##### Records

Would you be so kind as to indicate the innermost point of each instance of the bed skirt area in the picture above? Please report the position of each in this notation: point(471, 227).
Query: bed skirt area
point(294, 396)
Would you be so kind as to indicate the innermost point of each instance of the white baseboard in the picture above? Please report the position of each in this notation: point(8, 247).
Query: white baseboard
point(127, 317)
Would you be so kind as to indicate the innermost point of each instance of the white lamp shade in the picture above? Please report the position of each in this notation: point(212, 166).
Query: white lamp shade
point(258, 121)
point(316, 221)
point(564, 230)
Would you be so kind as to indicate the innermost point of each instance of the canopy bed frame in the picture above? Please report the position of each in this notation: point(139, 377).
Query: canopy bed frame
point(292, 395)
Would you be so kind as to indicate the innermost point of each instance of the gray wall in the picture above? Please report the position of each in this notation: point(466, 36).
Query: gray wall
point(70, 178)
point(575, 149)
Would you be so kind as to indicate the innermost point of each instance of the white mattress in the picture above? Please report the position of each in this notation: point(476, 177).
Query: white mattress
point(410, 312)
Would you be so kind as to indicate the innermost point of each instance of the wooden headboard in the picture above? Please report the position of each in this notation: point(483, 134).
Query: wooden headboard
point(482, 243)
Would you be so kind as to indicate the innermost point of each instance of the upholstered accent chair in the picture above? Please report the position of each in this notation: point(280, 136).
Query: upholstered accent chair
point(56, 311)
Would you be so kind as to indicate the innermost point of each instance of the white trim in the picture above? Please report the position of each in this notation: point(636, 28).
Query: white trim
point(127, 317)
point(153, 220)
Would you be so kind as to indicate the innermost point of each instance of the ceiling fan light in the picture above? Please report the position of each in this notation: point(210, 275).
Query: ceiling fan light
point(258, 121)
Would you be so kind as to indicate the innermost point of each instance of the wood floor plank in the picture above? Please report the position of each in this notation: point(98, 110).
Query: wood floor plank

##########

Please copy all of the data above exactly.

_Task response:_
Would you be so kind as to indicate the innermost point of each instance of the bed skirt area in the picture above? Please report the position of each in this notation: point(471, 227).
Query: bed skirt area
point(294, 396)
Would you be so kind as to indicate the innermost point of each instance of the white baseboard in the picture above? Please report the position of each in this notation: point(8, 247).
Query: white baseboard
point(127, 317)
Would you be so kind as to indicate the innermost point of each instance of the white lamp shade in the picture above? Please report the position of each in this notation: point(212, 166).
Query: white lamp shade
point(258, 121)
point(316, 221)
point(564, 230)
Would you be so kind as to indicate the innermost point of each instance of the canopy bed frame in the picture above? Please report the position of each in this notation: point(139, 377).
Query: canopy bed frame
point(292, 395)
Would you be so kind as to indicate the innermost point of each instance of the gray wall in the picture above? Please report the position of each in this notation: point(466, 36).
Query: gray wall
point(70, 178)
point(575, 149)
Would you be so kind as to indicate the innermost point of each instance of the white mattress in the picture above? Please report the position of each in this notation: point(476, 177).
Query: white mattress
point(410, 312)
Would you be so kind as to indicate the innermost point of each instance of the wooden headboard in the picture above? Please report the position of each in this notation: point(483, 134).
Query: wooden headboard
point(482, 243)
Would you be so kind as to indicate the innermost point of each instance of the upholstered accent chair in the picture above? Please report the position of each in this notation: point(280, 136).
Query: upholstered accent chair
point(56, 311)
Would you be so kind as to indicate the innermost point of each instance of the white trim in the picture above? Please report the position of each in this notation: point(636, 28).
Query: white trim
point(127, 317)
point(153, 220)
Would you be so kind as to indicate the innermost point of each instance of the ceiling fan light in the picture above? Please report the position of each in this notation: point(210, 275).
Query: ceiling fan light
point(258, 121)
Would you be so kind as to indicate the innermost point of each instance of the wood floor plank in the picture above? Please report the position of each in this notation: point(98, 110).
Query: wood floor plank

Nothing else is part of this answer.